Material shown

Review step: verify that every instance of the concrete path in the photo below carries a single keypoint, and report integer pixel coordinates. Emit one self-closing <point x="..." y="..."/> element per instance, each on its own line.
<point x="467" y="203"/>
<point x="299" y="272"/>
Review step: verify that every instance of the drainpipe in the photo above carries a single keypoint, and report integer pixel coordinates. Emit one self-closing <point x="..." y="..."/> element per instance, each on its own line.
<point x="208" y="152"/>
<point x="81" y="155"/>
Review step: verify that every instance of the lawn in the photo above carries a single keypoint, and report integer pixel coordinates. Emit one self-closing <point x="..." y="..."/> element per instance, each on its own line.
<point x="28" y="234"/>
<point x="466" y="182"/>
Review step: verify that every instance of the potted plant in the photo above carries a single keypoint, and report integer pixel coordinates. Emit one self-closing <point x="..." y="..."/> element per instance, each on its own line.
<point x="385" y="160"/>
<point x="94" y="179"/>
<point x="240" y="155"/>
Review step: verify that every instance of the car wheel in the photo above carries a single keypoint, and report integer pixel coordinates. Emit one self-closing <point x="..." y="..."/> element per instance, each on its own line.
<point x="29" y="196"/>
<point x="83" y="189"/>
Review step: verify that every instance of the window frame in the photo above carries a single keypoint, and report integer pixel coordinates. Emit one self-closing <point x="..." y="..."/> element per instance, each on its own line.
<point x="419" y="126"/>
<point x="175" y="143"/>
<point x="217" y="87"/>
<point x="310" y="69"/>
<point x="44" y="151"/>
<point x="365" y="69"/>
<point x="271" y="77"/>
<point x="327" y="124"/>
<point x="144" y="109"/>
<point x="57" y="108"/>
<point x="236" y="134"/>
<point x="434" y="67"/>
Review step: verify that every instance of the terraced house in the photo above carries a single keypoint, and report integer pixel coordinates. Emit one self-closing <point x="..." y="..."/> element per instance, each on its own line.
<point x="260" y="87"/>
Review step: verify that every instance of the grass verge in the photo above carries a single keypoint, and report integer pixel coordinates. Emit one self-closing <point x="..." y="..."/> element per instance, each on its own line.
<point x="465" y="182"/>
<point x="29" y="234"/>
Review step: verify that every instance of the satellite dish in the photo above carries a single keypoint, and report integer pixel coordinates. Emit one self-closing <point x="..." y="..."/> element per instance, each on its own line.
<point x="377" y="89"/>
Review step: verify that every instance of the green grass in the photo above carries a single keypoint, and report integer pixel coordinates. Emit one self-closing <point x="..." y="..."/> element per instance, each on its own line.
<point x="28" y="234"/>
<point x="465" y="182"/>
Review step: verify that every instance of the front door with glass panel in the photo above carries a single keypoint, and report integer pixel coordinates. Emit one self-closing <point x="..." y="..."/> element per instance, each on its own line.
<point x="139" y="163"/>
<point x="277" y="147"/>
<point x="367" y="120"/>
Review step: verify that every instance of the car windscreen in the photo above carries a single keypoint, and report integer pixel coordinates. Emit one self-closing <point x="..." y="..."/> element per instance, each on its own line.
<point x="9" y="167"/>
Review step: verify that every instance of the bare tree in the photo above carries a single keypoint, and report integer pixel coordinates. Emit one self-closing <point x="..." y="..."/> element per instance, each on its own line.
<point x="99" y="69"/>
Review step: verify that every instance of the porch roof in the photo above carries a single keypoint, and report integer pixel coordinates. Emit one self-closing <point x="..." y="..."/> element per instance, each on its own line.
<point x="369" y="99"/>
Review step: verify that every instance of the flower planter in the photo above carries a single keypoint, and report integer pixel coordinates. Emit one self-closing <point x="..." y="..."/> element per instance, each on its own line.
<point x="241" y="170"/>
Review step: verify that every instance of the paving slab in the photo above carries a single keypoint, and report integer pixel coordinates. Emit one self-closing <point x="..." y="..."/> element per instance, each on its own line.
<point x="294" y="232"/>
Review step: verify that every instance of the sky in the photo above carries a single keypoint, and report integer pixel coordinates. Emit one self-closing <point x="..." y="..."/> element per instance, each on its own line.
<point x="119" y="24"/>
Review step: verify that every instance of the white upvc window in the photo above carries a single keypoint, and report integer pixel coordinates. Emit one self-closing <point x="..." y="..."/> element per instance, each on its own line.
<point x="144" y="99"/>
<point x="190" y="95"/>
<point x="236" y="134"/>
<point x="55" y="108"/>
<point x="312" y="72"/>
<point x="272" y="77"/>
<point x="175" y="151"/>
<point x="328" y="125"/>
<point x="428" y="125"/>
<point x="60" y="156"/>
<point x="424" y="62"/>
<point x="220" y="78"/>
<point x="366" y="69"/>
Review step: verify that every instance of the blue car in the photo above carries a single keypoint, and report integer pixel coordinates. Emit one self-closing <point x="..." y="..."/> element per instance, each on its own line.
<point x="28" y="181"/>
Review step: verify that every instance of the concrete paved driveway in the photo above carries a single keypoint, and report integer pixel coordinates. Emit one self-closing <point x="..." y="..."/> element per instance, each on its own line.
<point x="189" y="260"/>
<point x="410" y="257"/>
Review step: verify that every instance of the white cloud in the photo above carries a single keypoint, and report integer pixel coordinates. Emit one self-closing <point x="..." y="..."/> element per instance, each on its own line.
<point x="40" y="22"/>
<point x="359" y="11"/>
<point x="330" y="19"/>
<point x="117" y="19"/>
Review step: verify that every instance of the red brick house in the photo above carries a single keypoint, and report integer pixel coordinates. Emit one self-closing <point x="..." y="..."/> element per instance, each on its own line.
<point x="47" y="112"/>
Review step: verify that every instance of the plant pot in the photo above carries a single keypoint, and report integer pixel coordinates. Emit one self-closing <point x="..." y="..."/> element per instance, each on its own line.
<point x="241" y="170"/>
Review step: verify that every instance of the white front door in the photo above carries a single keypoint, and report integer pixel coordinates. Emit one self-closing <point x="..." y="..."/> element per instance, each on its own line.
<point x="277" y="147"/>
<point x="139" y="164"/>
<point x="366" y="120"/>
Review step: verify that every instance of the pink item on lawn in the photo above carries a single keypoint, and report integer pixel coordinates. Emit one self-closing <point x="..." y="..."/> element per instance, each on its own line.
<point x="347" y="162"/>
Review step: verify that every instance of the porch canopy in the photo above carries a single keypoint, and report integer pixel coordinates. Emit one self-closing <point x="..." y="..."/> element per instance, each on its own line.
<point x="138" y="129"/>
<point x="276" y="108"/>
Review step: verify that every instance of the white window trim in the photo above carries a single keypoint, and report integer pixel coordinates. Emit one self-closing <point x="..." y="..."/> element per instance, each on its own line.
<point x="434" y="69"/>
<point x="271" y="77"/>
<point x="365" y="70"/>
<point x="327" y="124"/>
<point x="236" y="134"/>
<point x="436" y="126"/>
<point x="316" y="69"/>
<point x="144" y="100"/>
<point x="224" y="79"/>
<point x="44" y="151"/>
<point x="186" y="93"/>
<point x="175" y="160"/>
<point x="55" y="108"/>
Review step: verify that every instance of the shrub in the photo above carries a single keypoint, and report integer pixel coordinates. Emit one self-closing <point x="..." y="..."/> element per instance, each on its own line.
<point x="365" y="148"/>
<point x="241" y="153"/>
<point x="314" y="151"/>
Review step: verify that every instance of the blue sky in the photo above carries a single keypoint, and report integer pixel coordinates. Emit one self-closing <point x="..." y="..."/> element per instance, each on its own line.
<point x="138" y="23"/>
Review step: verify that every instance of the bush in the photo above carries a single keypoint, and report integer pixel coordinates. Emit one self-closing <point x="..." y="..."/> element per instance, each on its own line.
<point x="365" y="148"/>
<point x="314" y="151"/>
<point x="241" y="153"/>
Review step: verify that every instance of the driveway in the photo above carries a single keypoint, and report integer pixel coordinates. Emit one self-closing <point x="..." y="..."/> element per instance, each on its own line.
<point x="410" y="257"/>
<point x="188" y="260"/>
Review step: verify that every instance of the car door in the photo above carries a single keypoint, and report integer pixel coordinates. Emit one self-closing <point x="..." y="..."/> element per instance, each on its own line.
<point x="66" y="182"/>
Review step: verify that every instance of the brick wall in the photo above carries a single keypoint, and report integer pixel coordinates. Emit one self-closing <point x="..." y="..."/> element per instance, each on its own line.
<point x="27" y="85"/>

Prompt
Rewrite everything from the line containing "Review step: verify that every instance of the driveway" down to the end of the listing, replacing "keypoint" with "marker" and leaving all else unchanged.

Solution for this problem
Review step: verify that every instance of the driveway in the photo above carries a single marker, and report integer pixel coordinates. Emit one self-closing <point x="..." y="..."/> element per instance, each on its own line.
<point x="410" y="257"/>
<point x="188" y="260"/>
Review step: verify that every instance of the car door in the photo above carries a single marker, and report integer pixel coordinates. Emit one self-closing <point x="..." y="..."/> element per instance, each on its own line.
<point x="66" y="182"/>
Review step: verify that every instance of the brick wall in the photo above carries a single marker, and report integer pixel coordinates. Emit one self-closing <point x="..." y="..."/> element per instance, each on its own line.
<point x="27" y="85"/>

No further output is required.